• **DATA SUPPLIED**:
--

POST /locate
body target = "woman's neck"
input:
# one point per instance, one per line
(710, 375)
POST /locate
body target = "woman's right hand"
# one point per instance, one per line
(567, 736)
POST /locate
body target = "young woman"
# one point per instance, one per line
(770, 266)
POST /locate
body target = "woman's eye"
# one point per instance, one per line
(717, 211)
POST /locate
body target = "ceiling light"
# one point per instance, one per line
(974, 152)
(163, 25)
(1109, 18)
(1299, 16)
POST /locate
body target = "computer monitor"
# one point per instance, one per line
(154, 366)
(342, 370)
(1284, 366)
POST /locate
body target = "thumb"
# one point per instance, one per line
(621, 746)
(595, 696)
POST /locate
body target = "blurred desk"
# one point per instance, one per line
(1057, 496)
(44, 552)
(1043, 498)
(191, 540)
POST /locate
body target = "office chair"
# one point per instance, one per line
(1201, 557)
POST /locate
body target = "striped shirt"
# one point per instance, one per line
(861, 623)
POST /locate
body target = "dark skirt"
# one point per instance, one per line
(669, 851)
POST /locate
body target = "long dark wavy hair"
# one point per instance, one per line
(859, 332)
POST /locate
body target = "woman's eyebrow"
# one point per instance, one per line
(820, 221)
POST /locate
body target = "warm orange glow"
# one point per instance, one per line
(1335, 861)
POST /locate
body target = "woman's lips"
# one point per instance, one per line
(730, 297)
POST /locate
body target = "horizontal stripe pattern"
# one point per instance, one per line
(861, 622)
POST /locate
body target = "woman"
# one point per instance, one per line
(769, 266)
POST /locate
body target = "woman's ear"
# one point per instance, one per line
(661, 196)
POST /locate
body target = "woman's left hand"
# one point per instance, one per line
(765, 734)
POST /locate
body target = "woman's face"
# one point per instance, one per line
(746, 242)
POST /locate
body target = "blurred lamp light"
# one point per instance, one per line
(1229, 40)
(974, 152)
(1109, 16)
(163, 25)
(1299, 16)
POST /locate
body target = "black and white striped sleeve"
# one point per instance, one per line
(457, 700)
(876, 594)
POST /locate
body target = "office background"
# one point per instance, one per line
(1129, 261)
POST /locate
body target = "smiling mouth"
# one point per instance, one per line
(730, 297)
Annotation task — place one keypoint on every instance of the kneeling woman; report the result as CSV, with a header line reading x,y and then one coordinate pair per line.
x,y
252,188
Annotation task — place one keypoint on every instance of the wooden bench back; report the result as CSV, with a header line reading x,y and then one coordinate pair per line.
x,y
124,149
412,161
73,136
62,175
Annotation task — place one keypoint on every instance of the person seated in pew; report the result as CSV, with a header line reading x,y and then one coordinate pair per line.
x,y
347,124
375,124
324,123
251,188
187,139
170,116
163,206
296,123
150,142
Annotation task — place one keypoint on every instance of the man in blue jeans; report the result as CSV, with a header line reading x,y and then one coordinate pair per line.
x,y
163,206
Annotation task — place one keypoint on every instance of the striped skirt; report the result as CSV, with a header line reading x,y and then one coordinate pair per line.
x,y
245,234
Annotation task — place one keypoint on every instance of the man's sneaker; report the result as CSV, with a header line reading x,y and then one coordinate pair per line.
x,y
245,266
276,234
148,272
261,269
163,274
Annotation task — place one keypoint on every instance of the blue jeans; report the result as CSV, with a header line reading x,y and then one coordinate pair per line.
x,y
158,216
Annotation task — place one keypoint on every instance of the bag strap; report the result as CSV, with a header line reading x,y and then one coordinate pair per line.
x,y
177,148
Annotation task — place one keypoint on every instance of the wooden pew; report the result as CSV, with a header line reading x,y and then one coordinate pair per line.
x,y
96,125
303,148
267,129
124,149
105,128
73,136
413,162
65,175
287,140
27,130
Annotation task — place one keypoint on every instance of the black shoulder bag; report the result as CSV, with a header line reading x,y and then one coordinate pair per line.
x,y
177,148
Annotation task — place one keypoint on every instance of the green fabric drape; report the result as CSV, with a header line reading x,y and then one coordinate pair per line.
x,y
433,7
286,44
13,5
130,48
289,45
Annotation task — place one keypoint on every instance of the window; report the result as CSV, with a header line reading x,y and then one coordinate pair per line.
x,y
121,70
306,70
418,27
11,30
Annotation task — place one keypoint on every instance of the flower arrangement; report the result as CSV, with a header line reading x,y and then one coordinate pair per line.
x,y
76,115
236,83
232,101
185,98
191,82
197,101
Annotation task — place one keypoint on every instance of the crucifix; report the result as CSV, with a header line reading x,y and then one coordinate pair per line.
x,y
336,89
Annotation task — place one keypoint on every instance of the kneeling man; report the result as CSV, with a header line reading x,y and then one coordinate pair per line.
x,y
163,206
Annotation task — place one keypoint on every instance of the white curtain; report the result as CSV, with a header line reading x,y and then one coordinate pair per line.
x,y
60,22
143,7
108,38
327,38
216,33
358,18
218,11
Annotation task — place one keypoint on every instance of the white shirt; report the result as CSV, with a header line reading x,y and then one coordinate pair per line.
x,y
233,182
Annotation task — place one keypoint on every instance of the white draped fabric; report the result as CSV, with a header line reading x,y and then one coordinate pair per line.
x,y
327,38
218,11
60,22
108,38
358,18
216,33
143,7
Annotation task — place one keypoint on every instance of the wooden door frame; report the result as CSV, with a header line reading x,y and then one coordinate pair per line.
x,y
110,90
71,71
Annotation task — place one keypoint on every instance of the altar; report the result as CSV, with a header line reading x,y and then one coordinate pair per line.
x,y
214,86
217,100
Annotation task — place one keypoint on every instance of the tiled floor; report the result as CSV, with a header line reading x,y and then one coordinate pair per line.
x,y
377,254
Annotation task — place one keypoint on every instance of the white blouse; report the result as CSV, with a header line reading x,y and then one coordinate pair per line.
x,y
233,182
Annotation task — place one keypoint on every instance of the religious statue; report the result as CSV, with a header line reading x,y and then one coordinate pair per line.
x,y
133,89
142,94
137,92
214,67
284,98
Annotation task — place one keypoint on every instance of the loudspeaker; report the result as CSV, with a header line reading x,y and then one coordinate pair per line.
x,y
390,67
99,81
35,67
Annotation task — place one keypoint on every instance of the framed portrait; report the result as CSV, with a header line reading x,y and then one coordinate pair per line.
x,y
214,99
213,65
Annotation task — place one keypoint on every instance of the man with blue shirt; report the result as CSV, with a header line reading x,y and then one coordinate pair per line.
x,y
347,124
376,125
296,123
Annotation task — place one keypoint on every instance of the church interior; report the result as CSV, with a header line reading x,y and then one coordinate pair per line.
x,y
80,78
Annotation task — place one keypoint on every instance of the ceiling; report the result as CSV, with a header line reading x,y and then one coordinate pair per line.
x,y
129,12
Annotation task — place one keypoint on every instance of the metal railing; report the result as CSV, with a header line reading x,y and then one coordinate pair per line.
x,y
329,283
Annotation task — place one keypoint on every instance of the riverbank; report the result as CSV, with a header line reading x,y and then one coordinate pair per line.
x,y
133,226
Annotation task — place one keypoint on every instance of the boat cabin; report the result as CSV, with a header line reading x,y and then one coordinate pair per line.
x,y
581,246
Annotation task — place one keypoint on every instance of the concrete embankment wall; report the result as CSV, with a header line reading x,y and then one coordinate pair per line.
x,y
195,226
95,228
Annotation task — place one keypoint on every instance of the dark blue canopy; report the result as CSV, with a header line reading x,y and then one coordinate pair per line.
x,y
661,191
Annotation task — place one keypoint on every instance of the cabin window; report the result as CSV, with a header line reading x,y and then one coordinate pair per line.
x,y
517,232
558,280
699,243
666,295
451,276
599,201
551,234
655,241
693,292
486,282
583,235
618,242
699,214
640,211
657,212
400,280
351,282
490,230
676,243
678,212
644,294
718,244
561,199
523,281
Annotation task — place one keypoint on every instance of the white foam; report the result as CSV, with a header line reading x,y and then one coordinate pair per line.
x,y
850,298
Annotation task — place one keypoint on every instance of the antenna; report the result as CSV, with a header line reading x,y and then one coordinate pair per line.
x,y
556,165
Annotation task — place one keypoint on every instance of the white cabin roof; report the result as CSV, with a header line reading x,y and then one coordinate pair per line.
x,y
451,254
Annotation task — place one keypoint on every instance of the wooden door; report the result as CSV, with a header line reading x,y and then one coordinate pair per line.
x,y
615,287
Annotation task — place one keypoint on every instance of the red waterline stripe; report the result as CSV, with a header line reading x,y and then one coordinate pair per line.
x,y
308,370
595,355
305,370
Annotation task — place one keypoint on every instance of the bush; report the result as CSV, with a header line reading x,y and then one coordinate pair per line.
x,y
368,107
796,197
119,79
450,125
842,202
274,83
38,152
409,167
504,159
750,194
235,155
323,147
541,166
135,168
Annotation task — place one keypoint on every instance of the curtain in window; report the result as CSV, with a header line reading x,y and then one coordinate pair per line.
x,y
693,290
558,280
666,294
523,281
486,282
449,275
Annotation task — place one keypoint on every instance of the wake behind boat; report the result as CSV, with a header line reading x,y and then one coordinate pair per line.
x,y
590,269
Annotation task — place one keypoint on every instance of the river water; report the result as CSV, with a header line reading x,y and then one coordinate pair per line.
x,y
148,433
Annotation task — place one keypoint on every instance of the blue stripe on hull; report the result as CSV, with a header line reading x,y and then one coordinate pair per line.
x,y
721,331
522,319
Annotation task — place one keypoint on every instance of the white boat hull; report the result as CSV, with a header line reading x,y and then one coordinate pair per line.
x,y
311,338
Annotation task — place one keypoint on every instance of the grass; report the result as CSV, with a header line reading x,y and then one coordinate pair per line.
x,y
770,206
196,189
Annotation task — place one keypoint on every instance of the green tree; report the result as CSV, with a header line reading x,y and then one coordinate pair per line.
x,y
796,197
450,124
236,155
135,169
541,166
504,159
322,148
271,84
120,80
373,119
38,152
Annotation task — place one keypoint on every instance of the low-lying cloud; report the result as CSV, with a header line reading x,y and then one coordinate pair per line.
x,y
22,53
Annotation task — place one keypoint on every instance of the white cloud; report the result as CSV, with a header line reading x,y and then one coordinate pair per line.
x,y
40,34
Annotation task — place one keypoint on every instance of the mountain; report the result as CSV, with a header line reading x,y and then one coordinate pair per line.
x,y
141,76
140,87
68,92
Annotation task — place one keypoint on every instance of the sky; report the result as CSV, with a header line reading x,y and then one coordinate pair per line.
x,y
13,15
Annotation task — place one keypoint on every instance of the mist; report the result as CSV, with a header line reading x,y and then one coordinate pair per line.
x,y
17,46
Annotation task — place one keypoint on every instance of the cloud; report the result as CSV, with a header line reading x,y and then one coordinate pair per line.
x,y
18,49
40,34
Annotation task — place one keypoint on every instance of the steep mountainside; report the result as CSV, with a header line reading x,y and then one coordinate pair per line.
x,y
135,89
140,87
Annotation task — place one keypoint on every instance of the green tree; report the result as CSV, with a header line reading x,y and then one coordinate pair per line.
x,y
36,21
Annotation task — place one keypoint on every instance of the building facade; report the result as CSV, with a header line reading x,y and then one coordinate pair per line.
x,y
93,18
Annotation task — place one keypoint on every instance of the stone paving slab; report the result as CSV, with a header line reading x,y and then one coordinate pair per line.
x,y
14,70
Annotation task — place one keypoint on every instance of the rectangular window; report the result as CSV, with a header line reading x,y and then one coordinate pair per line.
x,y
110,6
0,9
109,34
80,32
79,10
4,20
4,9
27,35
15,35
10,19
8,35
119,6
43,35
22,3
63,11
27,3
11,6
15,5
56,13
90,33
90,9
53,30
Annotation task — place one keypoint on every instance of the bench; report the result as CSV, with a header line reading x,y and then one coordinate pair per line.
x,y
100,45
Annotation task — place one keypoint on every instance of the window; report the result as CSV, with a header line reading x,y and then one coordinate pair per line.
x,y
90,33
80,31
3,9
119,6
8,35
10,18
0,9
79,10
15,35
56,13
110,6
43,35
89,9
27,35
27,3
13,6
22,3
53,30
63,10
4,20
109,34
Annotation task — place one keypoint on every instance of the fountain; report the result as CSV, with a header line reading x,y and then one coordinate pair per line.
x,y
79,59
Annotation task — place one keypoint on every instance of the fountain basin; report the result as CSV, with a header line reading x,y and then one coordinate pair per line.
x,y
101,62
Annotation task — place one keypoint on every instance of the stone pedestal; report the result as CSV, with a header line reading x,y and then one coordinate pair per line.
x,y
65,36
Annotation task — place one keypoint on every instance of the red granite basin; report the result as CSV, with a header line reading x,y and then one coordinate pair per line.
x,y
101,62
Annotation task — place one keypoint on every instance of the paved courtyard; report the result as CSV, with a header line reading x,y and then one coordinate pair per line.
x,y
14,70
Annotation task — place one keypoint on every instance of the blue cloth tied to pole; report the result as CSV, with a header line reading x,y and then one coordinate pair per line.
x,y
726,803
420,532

--

• **ASSIGNMENT**:
Could you report how many lines of the entries include the word "hand"? Only the number is needed.

• **ANSWER SECTION**:
2